About this exercise —
Down to the last line, set down the material below exactly; skip the pictures.

──────── Data section

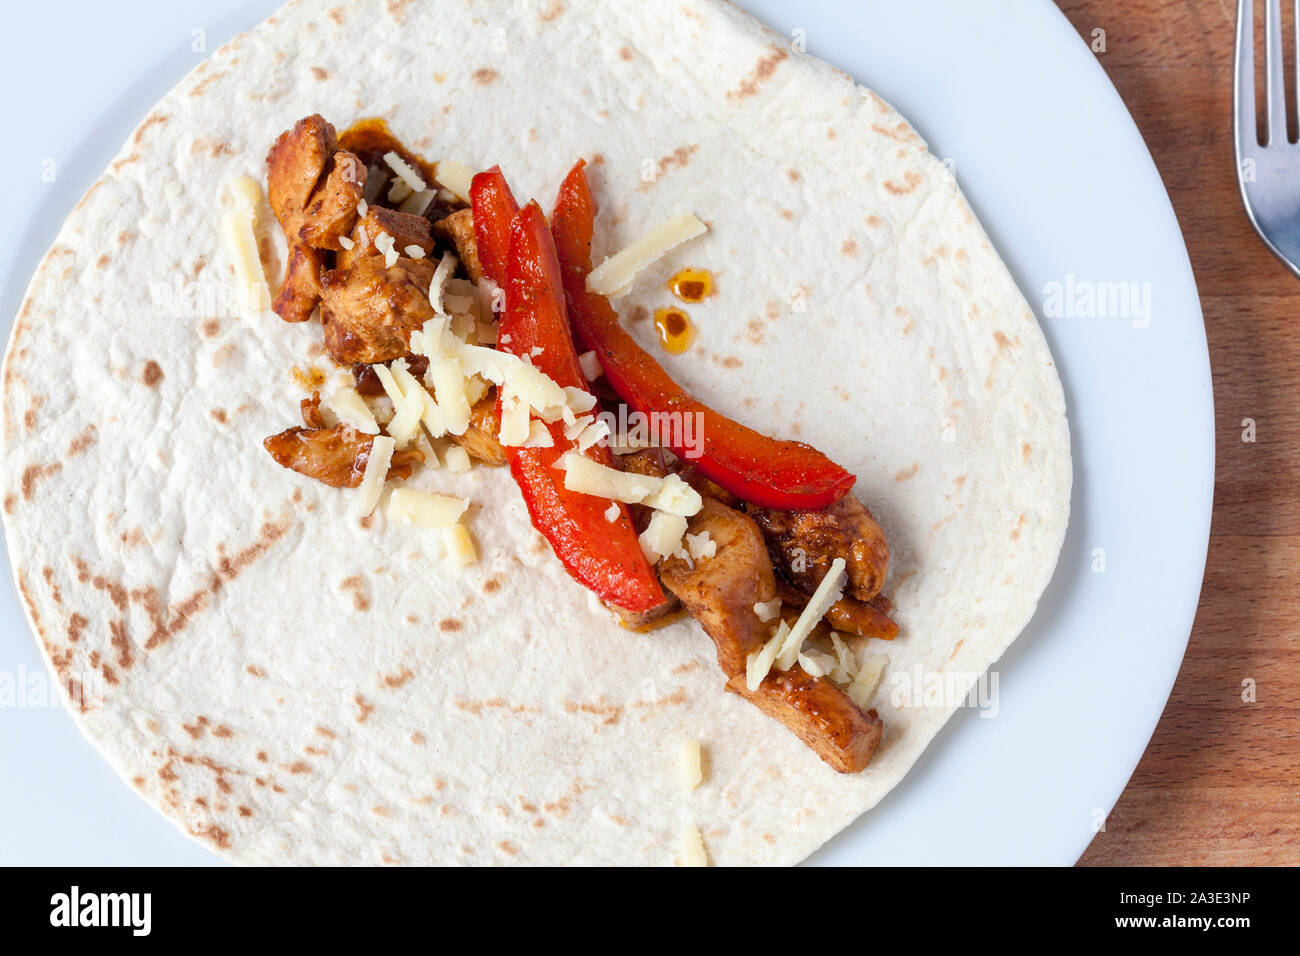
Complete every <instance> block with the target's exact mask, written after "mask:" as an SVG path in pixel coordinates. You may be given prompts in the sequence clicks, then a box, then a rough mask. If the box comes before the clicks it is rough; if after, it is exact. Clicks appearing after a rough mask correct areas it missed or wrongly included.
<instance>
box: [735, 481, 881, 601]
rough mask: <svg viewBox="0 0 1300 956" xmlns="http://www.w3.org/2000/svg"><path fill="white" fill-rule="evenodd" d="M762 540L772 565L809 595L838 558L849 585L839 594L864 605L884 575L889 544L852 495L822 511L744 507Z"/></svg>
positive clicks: (797, 586) (869, 517)
mask: <svg viewBox="0 0 1300 956" xmlns="http://www.w3.org/2000/svg"><path fill="white" fill-rule="evenodd" d="M748 511H749V514H750V515H753V516H754V520H755V522H758V527H759V528H762V529H763V536H764V537H766V538H767V548H768V550H770V551H771V554H772V561H774V563H775V564H776V566H777V567H779V568H780V570H781V572H783V574H784V575H785V576H787V578H788V579H789V580H790V581H792V583H793V584H794V587H797V588H798V589H800V591H803V592H806V593H809V594H811V593H813V592H814V591H816V585H818V584H820V583H822V579H823V578H826V572H827V571H829V570H831V562H832V561H835V559H836V558H844V561H845V564H846V568H845V570H846V571H848V575H849V580H848V583H846V584H845V588H844V593H846V594H849V596H850V597H855V598H858V600H859V601H870V600H871V598H874V597H875V596H876V594H879V593H880V587H881V585H883V584H884V581H885V575H887V574H888V572H889V545H888V544H887V542H885V535H884V532H883V531H881V529H880V525H879V524H876V520H875V519H874V518H872V516H871V512H870V511H867V509H866V506H863V503H862V502H861V501H858V499H857V498H855V497H853V496H852V494H846V496H844V497H842V498H840V501H837V502H835V503H833V505H831V506H829V507H826V509H823V510H822V511H772V510H770V509H763V507H755V506H749V507H748Z"/></svg>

────────────────

Your solution —
Complete every <instance> block with the target's exact mask, written after "mask:" as an SVG path in pixel coordinates. You may be given prompts in the sequence clicks, then a box, then a rough mask. If the box comes before the clicks it is rough; if after, it is exact. Clicks appearing after a rough mask correct areas it missed or wrongly included.
<instance>
box: [735, 481, 881, 601]
rough mask: <svg viewBox="0 0 1300 956" xmlns="http://www.w3.org/2000/svg"><path fill="white" fill-rule="evenodd" d="M762 540L772 565L809 595L838 558L849 585L839 594L864 605L884 575L889 544L852 495L822 511L744 507Z"/></svg>
positive clicks: (797, 586) (869, 517)
mask: <svg viewBox="0 0 1300 956" xmlns="http://www.w3.org/2000/svg"><path fill="white" fill-rule="evenodd" d="M748 511H749V514H750V515H753V516H754V520H755V522H758V527H759V528H762V529H763V536H764V537H766V538H767V548H768V550H770V551H771V554H772V561H774V563H775V564H776V566H777V567H779V568H780V570H781V572H783V574H784V575H785V576H787V578H788V579H789V580H790V581H792V583H793V584H794V587H797V588H798V589H800V591H803V592H806V593H809V594H811V593H813V592H814V591H816V585H818V584H820V583H822V579H823V578H826V572H827V571H829V570H831V562H832V561H835V559H836V558H844V561H845V564H846V568H845V570H846V571H848V575H849V580H848V583H846V584H845V588H844V593H846V594H849V596H850V597H855V598H858V600H859V601H870V600H871V598H874V597H875V596H876V594H879V593H880V587H881V585H883V584H884V581H885V575H887V574H888V572H889V545H888V544H887V542H885V535H884V532H883V531H881V529H880V525H879V524H876V520H875V519H874V518H872V516H871V512H870V511H867V509H866V506H863V503H862V502H861V501H858V499H857V498H855V497H853V496H852V494H846V496H844V497H842V498H840V501H837V502H835V503H833V505H831V506H829V507H826V509H823V510H822V511H772V510H770V509H763V507H755V506H749V507H748Z"/></svg>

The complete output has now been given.